PAGE TEXT
══════

Detecting and blocking bad bots

If there’s one constant online in recent months, it’s that security is a must.
Whether because of significant security breaches, such as at Yahoo!; because of concerns of state-sponsored privacy invasions, such as by the NSA or GCHQ; or because of state-sponsored hacking, we have to take security seriously.

This is all the more important when we commonly expect a right to privacy and that it should be protected.
But much and all as we’d like to believe that we should be able to live in a world where we’re free from these, and other, malicious activities; that kind of thinking represents a utopia which just doesn’t exist.

Given that, we have to be proactive in defending ourselves from malicious, external, forces.
And in this article, I’m going to focus on one, specific, kind of malicious actor: the bad bot.

What is a Bad Bot?

There are all kinds of bots, for all nature of purposes.
A number exist for beneficial purposes, such as the bots from the major search engines, including Google and Bing.

These provide helpful services, such as making our online content available for people to find, based on their search queries.
However bad bots serve quite a different purpose.

══════

GIVEN INSTRUCTION 1
In the bad bots article, which search engines' bots are cited as examples of bots with beneficial purposes?
GIVEN INSTRUCTION 2
Write the next part of the bad bots article, picking up after its last sentence.

Labeled-object pointing entries
══════

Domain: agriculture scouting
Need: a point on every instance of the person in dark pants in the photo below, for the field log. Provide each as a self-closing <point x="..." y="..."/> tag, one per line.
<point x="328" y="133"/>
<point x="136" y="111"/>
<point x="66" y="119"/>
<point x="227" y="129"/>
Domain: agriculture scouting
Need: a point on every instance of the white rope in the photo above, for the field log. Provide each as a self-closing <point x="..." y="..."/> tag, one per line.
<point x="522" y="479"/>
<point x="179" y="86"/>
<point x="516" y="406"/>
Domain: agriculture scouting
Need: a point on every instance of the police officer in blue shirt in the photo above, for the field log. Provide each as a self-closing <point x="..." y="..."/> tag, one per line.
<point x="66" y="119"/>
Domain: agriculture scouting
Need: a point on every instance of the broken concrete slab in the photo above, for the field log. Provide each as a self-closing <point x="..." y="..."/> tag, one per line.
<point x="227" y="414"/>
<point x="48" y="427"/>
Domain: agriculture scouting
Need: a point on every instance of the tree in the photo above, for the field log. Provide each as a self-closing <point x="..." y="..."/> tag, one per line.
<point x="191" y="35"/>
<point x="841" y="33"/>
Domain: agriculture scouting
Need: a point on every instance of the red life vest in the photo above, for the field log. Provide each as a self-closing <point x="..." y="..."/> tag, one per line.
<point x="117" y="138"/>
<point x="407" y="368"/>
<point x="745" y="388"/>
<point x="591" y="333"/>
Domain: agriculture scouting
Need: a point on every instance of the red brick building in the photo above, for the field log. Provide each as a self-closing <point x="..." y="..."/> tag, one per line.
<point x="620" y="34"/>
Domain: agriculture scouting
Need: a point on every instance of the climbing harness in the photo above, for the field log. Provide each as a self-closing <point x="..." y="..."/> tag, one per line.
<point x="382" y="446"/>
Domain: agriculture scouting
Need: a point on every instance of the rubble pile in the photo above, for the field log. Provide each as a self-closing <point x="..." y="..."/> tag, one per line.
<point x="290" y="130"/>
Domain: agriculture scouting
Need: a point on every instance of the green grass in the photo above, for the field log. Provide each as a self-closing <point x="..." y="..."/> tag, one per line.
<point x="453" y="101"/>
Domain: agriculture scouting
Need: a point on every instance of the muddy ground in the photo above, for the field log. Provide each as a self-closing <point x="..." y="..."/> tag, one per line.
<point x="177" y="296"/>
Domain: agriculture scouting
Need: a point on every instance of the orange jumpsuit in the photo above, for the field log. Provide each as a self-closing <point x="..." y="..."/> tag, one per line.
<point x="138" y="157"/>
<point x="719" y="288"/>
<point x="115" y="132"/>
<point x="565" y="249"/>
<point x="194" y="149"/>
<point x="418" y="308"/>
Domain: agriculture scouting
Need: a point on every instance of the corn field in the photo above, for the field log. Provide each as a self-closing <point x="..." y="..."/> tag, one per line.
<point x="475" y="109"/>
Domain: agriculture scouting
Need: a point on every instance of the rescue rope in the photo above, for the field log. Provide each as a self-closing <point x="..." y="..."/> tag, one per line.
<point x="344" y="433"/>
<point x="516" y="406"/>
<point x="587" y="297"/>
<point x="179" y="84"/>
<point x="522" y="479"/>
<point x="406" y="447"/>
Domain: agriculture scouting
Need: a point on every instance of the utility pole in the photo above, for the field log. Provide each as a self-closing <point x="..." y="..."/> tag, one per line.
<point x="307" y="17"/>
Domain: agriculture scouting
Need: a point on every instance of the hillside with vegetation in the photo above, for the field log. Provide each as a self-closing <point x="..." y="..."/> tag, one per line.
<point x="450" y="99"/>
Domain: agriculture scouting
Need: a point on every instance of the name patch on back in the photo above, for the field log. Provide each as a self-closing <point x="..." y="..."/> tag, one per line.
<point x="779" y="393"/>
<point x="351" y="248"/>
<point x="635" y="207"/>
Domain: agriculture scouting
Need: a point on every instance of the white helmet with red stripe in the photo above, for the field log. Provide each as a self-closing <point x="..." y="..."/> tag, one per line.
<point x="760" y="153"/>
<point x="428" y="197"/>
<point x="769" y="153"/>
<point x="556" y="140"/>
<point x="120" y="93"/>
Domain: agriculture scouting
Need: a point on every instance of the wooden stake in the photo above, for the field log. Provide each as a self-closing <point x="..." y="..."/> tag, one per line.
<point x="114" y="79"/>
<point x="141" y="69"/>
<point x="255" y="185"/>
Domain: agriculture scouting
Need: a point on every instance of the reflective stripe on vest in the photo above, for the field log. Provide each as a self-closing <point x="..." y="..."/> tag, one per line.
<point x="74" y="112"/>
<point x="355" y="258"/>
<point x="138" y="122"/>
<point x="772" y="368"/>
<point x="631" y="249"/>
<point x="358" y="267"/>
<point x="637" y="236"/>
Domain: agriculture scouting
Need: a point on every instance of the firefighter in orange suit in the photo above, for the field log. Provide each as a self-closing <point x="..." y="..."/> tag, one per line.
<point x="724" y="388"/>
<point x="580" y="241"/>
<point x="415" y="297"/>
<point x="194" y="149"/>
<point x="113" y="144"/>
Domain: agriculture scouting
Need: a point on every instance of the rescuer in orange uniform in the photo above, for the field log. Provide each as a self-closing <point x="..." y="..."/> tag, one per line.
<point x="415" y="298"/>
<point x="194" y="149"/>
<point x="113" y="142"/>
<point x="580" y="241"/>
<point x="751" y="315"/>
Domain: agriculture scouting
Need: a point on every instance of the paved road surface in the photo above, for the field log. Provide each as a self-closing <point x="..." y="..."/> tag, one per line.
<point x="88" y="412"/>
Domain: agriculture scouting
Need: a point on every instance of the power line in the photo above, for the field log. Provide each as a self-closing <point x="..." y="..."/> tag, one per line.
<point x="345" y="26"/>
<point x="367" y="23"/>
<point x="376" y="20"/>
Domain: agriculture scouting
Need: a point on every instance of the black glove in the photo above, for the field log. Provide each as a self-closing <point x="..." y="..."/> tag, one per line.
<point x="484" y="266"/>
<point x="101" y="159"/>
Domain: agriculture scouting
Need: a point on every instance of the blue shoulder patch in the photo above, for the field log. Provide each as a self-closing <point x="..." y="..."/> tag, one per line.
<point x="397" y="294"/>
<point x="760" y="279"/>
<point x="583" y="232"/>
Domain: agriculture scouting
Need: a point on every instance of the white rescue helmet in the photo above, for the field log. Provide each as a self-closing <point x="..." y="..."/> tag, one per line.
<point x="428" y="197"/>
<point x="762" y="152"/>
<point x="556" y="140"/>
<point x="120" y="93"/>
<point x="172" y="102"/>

══════

ANSWER 1
Google and Bing.

ANSWER 2
They can be used for a range of different reasons, including:

  • Scraping sites for information that can be repackaged by a competitor, such as user data
  • Creating a distributed denial-of-service (DDOS) attack
  • Stealing information and re-posting it under another identity

In addition to the commercial and brand impacts, bots such as these also have other consequences, including:

  • Inflating search traffic results, effectively distorting site metrics
  • Increasing website traffic load, requiring sites to invest in unnecessary hardware infrastructure

Regardless of what the consequences are however, they have a direct impact on us; consequences which need to be minimized — if not prevented outright.

So How Do You Identify and Stop Them?

That’s what I’m going to show you from the remainder of this article.
Specifically, I’m going to walk you through four potential options.
These are:

  1. Homegrown solutions
  2. Plugins, Tools, and Extensions
  3. Relying on Hosting & Solution Providers
  4. Proactive Solutions

Before we dive into them, I’d like you to bear something in mind; Regardless of your budget, or the lack thereof, bad bots are not something that you’re ever likely going to defeat.
Yes, you can minimize the effect that they have, but it’s going to be a process that you have to be continuously proactive on.

You can’t establish a solution, set it, and forget it.
It doesn’t work this way.
To highlight this point, consider these four key takeaways from Distil Networks fourth annual Bad Bot Report:

  1. 40% of all web traffic in 2016 originated from bots.
  2. 97% of websites with proprietary content and/or pricing are being hit by unwanted scraping.
  3. 31% of websites with forms are hit by spam bots.
  4. 90% of websites were hit by bad bots that were behind the login page.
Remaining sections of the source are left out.